> What this exercise asks:
1 - In the interview on studying film abroad, which three teachers at Jamia does Uberoi name?
2 - Render this sentence from the interview on studying film abroad in Spanish: "The School was, and still is, a highly resourced institution and it was extremely competitive."
3 - Carry on the interview on studying film abroad from its final line.

> Source passage:
.....
Even more crucial than having a thick portfolio during the application process as an international student is to have creative material which assessors at film schools overseas can get without trying too hard.
Safina has directed various documentaries including the highly acclaimed 'My Mother India' and 'The Brides of Khan'
A common problem all students from South Asia can face when applying abroad to study film is having work that doesn’t cross borders easily whether in terms of style, nuances or content.
Safina Uberoi who has studied both at Delhi’s Jamia Millia Islamia and Sydney’s Australian Film TV and Radio Schoolsays she wasn’t able to get through to the Sydney school until she put in additional material to help Australian viewers “decode” her work.
In an interview with Rajyasri Rao, Uberoi talks of her fond memories of the Jamia film school, her experience at AFTRS and her advice to all those who want to make films.
While studying to become a film maker you attended one of India’s leading institutes for mass communication – the Mass Communication Research Centre at Jamia Millia Islamia–what did your time there teach you?
We had some wonderful teachers at Jamia. Some had recently joined so they were as fresh and enthusiastic as we were. I particularly recall three young women, all passionate about film – Shohini Ghosh, Sabina Gadihok and Sabina Kidwai. They showed us some mind blowing films which completely overturned our ideas of what a documentary was.To enjoy learning something, and learn it well, you need good gurus. And a good institution is one which finds and keeps those gurus!
You went on to study at the Australian Film TV and Radio School (AFTRS) in Sydney. How difficult was it to get in? What do you think helped strengthen your application?
It was very difficult to get into AFTRS. The School was, and still is, a highly resourced institution and it was extremely competitive.
“To enjoy learning something, and learn it well, you need good gurus. And a good institution is one which finds and keeps those gurus!”
.....
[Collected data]
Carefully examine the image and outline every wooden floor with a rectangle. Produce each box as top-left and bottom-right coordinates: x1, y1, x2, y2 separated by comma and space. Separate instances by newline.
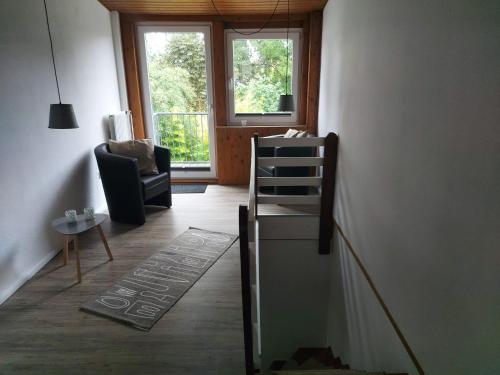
0, 185, 247, 375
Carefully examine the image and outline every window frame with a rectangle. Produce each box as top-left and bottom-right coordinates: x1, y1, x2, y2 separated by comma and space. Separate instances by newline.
225, 28, 303, 126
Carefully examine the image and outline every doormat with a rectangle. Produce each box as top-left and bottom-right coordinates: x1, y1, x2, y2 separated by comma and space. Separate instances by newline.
81, 228, 238, 331
171, 184, 207, 194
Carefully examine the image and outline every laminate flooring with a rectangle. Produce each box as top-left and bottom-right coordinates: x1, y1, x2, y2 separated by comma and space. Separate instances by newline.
0, 185, 248, 375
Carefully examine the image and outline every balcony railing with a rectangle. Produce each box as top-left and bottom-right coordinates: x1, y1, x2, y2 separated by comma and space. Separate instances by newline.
153, 112, 210, 167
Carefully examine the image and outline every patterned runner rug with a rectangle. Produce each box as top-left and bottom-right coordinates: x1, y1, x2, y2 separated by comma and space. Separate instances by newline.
81, 228, 238, 330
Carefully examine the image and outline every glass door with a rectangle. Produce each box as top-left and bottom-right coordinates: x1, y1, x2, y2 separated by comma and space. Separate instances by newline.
138, 25, 216, 178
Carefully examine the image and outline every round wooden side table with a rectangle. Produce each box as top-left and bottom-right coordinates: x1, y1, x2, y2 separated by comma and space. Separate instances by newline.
52, 214, 113, 283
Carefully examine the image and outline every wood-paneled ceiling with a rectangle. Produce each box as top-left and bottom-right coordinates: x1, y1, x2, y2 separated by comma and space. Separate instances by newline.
99, 0, 328, 15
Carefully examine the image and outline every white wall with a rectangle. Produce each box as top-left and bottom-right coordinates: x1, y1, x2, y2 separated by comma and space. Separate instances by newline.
319, 0, 500, 375
0, 0, 120, 303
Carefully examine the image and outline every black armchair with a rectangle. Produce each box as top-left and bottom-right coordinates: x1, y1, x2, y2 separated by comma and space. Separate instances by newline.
94, 143, 172, 225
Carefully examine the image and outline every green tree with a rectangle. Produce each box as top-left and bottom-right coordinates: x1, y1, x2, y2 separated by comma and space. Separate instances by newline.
165, 33, 207, 112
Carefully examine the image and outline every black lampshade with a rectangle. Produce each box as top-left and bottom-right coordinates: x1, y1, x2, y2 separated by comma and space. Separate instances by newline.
278, 94, 295, 112
49, 103, 79, 129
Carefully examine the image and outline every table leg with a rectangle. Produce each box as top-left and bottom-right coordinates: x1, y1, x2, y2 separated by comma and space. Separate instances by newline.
63, 234, 70, 265
96, 225, 113, 260
73, 236, 82, 283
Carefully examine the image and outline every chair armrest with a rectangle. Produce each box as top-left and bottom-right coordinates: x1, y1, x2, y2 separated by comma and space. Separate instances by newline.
94, 145, 142, 206
155, 146, 170, 176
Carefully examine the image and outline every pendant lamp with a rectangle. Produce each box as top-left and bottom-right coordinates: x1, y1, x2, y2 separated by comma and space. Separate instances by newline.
43, 0, 78, 129
278, 0, 295, 112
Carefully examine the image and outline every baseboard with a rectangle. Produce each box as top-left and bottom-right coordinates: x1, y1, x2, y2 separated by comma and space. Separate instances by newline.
0, 249, 61, 305
0, 204, 108, 305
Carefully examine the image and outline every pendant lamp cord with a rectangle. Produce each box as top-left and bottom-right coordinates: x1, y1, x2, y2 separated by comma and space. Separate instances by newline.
43, 0, 61, 104
285, 0, 290, 95
211, 0, 280, 35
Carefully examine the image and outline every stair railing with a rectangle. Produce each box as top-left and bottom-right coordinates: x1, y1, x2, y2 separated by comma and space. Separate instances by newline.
333, 219, 425, 375
249, 133, 338, 254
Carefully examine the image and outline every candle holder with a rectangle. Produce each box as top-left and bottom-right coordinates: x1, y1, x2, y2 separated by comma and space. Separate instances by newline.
83, 207, 95, 220
64, 210, 76, 223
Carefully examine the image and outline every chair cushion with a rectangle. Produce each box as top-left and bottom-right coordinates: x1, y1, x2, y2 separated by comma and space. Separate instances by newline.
109, 139, 158, 176
140, 172, 170, 201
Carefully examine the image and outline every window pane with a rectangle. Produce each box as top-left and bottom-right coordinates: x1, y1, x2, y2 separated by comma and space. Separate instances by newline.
233, 39, 293, 114
144, 31, 210, 165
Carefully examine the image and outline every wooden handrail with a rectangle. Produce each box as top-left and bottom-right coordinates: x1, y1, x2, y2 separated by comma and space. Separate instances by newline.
333, 218, 425, 375
318, 133, 339, 254
239, 205, 254, 375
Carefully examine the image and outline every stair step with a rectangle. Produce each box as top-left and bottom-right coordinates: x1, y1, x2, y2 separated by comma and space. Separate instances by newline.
271, 369, 385, 375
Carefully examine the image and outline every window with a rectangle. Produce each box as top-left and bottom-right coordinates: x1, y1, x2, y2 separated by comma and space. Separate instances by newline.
226, 29, 300, 125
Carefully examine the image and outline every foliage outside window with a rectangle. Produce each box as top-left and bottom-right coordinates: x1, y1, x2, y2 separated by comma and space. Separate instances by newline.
227, 31, 299, 125
144, 32, 210, 163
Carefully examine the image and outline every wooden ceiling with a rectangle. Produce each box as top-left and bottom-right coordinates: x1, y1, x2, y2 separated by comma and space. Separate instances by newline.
99, 0, 328, 15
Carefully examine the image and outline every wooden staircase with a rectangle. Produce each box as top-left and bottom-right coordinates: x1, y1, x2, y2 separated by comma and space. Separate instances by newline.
270, 348, 407, 375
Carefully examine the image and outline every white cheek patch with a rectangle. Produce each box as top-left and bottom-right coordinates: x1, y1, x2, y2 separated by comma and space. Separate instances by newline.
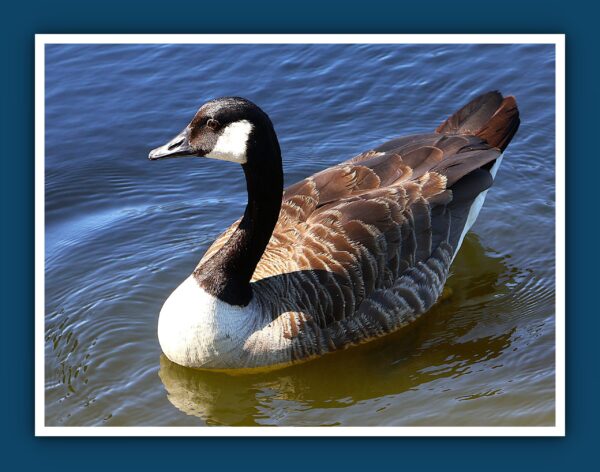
206, 120, 252, 164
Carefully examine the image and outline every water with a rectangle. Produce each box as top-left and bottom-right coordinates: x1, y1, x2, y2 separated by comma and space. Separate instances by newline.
45, 45, 555, 426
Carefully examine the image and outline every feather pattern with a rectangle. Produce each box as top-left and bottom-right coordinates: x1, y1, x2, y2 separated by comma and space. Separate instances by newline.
158, 92, 519, 367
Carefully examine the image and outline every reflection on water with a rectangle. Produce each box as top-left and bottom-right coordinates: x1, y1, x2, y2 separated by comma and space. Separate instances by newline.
159, 236, 552, 425
45, 44, 555, 426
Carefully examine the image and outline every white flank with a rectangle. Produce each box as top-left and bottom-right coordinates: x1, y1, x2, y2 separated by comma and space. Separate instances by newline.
158, 275, 289, 369
452, 155, 503, 261
206, 120, 252, 164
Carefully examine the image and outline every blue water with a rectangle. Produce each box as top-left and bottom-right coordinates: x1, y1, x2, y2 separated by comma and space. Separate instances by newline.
45, 45, 555, 425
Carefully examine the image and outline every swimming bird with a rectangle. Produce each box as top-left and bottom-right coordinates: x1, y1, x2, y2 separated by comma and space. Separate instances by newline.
148, 91, 520, 370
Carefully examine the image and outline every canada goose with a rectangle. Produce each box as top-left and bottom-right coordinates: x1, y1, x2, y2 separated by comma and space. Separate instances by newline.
148, 92, 519, 369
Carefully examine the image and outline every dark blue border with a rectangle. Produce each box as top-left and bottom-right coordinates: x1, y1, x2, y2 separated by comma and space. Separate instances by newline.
0, 0, 600, 471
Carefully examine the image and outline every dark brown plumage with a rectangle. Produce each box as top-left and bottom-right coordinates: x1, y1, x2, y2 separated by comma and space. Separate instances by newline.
195, 92, 519, 366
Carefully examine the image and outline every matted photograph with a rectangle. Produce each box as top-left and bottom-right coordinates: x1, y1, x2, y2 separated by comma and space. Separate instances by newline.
35, 35, 565, 436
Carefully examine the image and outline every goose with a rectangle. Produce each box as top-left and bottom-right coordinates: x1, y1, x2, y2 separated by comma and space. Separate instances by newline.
148, 91, 520, 372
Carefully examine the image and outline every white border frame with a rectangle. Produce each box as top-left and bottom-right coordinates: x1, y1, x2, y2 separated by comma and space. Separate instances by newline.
34, 34, 565, 436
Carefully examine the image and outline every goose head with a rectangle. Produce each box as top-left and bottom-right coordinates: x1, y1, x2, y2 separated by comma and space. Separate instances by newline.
148, 97, 279, 165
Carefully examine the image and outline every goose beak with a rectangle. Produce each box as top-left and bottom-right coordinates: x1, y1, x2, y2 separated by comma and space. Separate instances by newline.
148, 128, 195, 161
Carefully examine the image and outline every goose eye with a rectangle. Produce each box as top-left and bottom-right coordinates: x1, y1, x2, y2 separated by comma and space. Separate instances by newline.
206, 118, 219, 131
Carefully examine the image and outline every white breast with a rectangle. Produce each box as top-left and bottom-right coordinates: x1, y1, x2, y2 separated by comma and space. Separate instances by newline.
158, 276, 289, 369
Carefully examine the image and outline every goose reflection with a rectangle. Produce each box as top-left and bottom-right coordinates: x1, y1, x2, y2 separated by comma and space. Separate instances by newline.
159, 234, 522, 425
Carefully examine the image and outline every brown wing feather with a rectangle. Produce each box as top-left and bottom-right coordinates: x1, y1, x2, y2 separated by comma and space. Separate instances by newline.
201, 92, 518, 360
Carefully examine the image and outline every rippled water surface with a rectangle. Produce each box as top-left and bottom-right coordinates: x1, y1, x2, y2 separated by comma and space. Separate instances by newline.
45, 45, 555, 426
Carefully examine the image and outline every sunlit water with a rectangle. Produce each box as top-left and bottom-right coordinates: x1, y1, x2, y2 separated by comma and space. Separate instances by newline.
45, 45, 555, 426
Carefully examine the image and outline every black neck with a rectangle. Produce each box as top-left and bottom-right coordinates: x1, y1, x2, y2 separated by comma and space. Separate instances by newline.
194, 127, 283, 306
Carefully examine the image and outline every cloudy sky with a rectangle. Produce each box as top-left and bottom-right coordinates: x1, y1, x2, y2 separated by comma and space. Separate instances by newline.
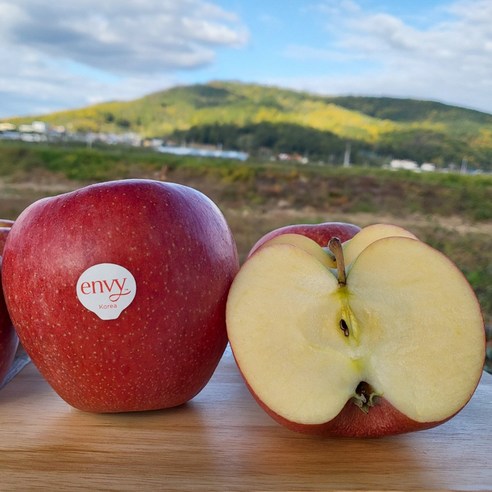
0, 0, 492, 118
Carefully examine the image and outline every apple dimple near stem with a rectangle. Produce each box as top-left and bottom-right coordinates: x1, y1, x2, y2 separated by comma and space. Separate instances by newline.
328, 237, 347, 287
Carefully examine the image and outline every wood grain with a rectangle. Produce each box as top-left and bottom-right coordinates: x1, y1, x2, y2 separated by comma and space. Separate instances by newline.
0, 346, 492, 491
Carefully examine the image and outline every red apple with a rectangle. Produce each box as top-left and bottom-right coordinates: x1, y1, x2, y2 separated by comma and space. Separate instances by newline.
0, 219, 14, 255
3, 180, 238, 412
0, 219, 19, 386
248, 222, 360, 256
227, 225, 485, 437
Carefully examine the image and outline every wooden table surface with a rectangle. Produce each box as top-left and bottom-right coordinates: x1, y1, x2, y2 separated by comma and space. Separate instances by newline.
0, 351, 492, 491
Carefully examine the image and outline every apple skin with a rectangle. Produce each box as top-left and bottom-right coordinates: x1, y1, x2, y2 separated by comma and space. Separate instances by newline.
3, 179, 239, 412
248, 222, 360, 257
0, 219, 19, 385
0, 219, 14, 255
236, 372, 458, 438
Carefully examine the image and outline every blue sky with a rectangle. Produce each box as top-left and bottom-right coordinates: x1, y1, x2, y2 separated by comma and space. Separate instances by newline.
0, 0, 492, 118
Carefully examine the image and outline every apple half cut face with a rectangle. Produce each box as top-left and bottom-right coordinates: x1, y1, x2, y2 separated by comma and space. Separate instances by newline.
227, 226, 485, 437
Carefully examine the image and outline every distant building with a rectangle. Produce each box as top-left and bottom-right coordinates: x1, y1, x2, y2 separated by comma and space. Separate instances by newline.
420, 162, 436, 172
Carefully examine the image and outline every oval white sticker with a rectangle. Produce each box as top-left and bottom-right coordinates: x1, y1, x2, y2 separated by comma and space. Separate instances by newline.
76, 263, 137, 320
.....
> Answers to the exercises:
1 - Shohini Ghosh, Sabina Gadihok and Sabina Kidwai.

2 - La escuela era, y sigue siendo, una institución con abundantes recursos y era sumamente competitiva.

3 -
There was also the disadvantage that what we were making in India was really different from what they were used to seeing and evaluating in Australia. I think this applies to anyone applying from India to study media overseas. It is almost as if, along with the portfolio, you need to provide a cipher so assessors can understand the meaning of what they are looking at.
After I did not get in the first time, I put in additional material to help Australian viewers decode my submission. I finally got in on my third attempt!
What was your experience there and how did it compare to your time at Jamia?
Jamia was more focused on documentary, while AFTRS was really a world class center for training film-makers to make fiction. For the short pieces we did as course work, we had junior actors, but for our final year films we could work with very senior performers.
But AFTRS was much more than a playground. Although it has fantastic facilities- what was really valuable was, the lessons we learnt from our teachers.
“It is almost as if, along with the portfolio, you need to provide a cipher so assessors can understand the meaning of what they are looking at…This applies to anyone applying from India (or South Asia) to study media overseas.”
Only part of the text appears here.